# JOB A
Show each line of the listing that contains the string "sign".

# SELECTION
Most of the studies found corresponded to IEEE Xplore (with 70% of the total), and the sources with the fewest studies were the AIS Electronic Library and Science Direct with 3%, as shown in Table 2. A detailed explanation of the 30 selected articles can be found in Section 4.2 and Section 4.3.

3.2. Framework for the Construction of the Proposal

This proposal was constructed based on the framework shown in Figure 3.

As shown in Figure 3, phase 1 covers the construction of the solution, where a model is initially defined to learn from a knowledge base. This learning is done using the requests (or incidents) and its cataloging of the departments or IT areas of organizations that have the ITSC implemented. Phase 2 can be executed N times in institutions that wish to build an ITSC.

3.3. Considerations for the Development of the Case Study

Phase 1, corresponding to the “construction of the solution”, was created with a knowledge base of four public institutions, in this case, corresponding to decentralized municipal autonomous governments, from which 1699 requests (requirements or incidents) were recovered with their respective catalogs.

To develop the case study (that is, to apply phase 2 of the proposal), a public institution was chosen from the province of Manabí, Republic of Ecuador. Specifically, we chose a municipal decentralized autonomous government with an IT department and no ITSC. The IT department has a chief or area coordinator and six IT workers who attend to the requests of IT users that provide ITSs to the department in which the proposal was applied. Therefore, a registry of requests available for the department to identify their services and build an ITSC was included. To evaluate this proposal, we used the quality factors to evaluate artifacts for the construction of an ITSC, as proposed by Moody et al. [30] (see Appendix A), since it was used in several investigations, such as those carried out by Mendes et al. [6], Rosa et al. [16], and Gama et al. [31].

4. Review of the Literature

4.1. Background

When talking about ITSM, it is necessary to mention the fundamental role that the ITS Management Forum (ITSMF) has. The ITSMF is a global, independent, and non-profit organization dedicated to continuous improvement of ITSM [32]. According to Clacy and Jennings [32], the ITSMF was established in the United Kingdom in 1991, and the founding chapter of the United Kingdom made significant contributions over the years in establishing the ITSMF as an international organization, as well as supporting the development of the library of infrastructure and information technologies (ITIL) and the associated schemes for qualification and certification. These authors state that this forum continues to be one of the most mature chapters, although it now manages several initiatives to continue developing and sharing these activities throughout the world. The identification, classification, and deregistration of ITSs are very important tasks for the ITSM—as important as the management of IT demand, as well as the financial planning, which represents the cost for the provision of these services.

# Entries taken from a collection
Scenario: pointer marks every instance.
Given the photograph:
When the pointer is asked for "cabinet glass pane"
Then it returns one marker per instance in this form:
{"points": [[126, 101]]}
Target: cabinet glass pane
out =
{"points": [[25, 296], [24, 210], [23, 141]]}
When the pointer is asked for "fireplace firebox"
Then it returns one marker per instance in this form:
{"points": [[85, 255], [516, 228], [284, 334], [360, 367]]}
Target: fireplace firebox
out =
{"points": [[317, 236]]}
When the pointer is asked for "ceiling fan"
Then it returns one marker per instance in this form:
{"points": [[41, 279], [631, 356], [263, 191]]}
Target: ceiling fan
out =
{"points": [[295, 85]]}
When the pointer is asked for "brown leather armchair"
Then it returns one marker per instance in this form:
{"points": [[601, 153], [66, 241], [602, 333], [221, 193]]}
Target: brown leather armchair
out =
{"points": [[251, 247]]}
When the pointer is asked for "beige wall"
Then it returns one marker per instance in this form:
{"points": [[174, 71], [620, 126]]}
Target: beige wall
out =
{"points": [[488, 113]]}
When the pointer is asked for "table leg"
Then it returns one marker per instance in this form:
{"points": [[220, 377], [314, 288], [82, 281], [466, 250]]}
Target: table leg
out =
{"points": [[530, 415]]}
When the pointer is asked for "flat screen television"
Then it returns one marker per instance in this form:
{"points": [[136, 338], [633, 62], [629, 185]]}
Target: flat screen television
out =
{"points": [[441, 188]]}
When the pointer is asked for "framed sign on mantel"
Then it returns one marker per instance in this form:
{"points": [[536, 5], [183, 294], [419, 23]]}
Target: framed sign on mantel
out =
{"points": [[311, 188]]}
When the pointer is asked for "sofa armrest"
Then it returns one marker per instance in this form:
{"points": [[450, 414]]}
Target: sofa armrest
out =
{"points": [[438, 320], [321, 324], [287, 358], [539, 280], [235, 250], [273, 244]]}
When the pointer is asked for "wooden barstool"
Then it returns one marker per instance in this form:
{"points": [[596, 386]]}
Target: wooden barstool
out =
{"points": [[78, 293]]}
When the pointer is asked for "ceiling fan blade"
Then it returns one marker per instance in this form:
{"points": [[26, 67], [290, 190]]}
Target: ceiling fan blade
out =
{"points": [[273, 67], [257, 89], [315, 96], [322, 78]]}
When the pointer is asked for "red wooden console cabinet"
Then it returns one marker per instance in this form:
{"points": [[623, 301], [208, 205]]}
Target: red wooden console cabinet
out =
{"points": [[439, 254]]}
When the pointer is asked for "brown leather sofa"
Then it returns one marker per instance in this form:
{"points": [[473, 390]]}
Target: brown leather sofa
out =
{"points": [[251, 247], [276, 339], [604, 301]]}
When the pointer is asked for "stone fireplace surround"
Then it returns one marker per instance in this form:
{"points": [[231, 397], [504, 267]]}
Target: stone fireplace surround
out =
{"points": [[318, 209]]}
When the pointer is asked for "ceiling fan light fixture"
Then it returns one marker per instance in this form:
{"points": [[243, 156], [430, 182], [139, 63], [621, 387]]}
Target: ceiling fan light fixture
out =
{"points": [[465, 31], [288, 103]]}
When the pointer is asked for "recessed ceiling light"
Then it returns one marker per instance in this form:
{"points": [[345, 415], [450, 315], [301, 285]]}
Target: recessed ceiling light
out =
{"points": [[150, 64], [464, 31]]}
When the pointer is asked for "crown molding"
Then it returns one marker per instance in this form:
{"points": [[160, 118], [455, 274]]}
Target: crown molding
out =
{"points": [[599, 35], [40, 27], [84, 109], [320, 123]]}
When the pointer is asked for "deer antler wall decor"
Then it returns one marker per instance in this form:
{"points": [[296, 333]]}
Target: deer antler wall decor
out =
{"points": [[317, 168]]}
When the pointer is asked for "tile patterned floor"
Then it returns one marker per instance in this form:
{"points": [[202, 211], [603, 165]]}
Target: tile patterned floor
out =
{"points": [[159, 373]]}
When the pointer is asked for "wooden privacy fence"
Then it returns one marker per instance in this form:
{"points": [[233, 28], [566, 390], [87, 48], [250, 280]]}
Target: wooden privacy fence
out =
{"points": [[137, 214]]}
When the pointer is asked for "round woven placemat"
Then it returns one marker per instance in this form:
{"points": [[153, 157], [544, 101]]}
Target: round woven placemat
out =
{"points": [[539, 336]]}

# JOB B
Condense the paragraph of the excerpt that begins "To develop the case study" into a bulleted list of its main facts.

# TASK SOLUTION A
When the pointer is asked for "framed sign on mantel"
Target: framed sign on mantel

# TASK SOLUTION B
- The case study applied phase 2 of the proposal in a public institution in the province of Manabí, Republic of Ecuador.
- The institution chosen was a municipal decentralized autonomous government with an IT department and no ITSC.
- The IT department has a chief or area coordinator and six IT workers who attend to the requests of IT users.
- A registry of requests was included so the department could identify its services and build an ITSC.
- The proposal was evaluated with the quality factors for artifacts used to construct an ITSC proposed by Moody et al. [30] (see Appendix A). These factors were chosen because several investigations used them, including those by Mendes et al. [6], Rosa et al. [16], and Gama et al. [31].